Image-grounded pointing data
:::::

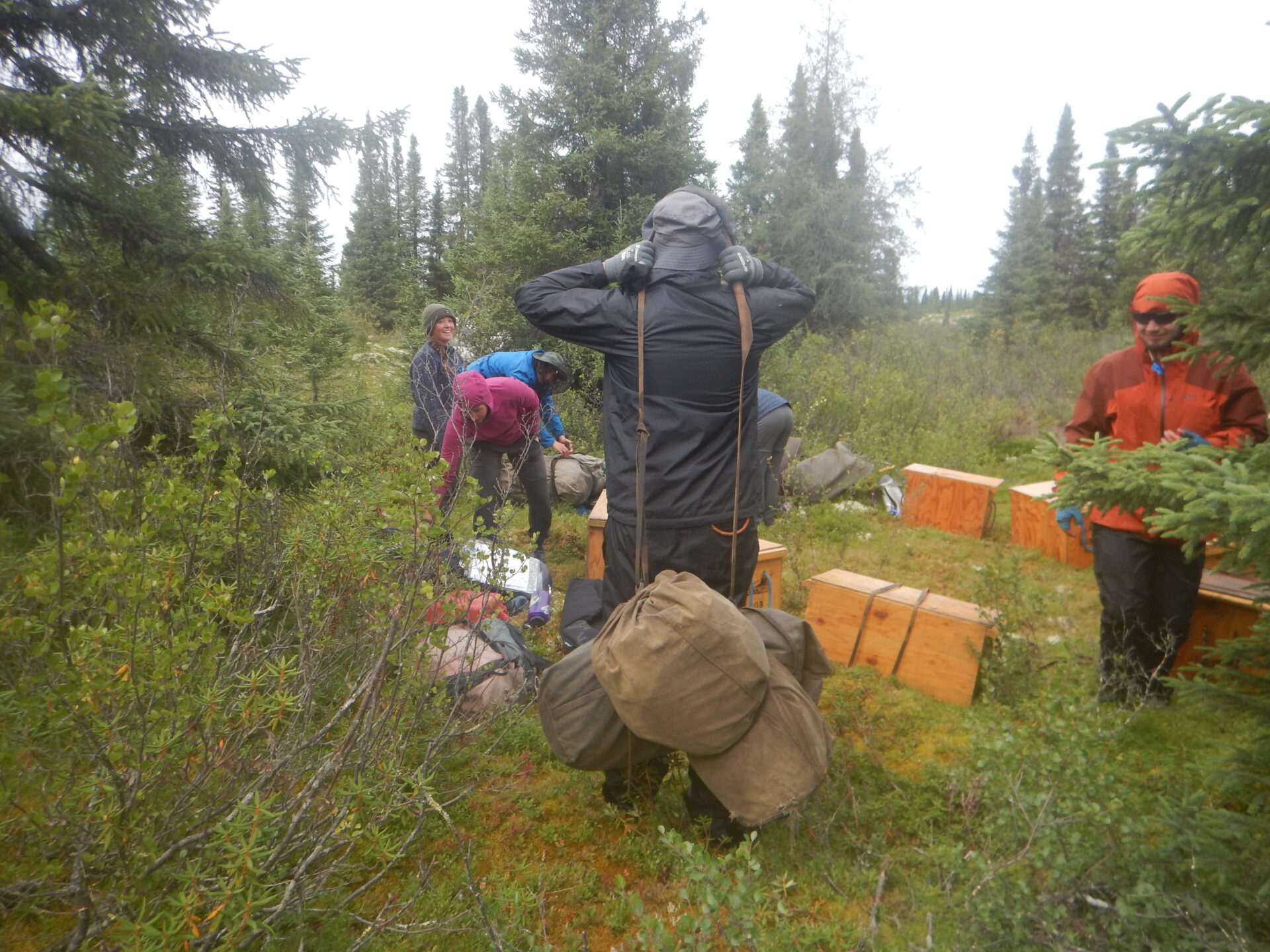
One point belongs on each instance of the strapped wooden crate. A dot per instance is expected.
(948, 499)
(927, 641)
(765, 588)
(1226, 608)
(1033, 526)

:::::

Description of the task - From the first line to the last, set down the data exactly, without the pictures.

Problem solution -
One point belongs on each instance of the strapped wooden crate. A dot per instance is expected.
(948, 499)
(927, 641)
(765, 588)
(1226, 608)
(1033, 526)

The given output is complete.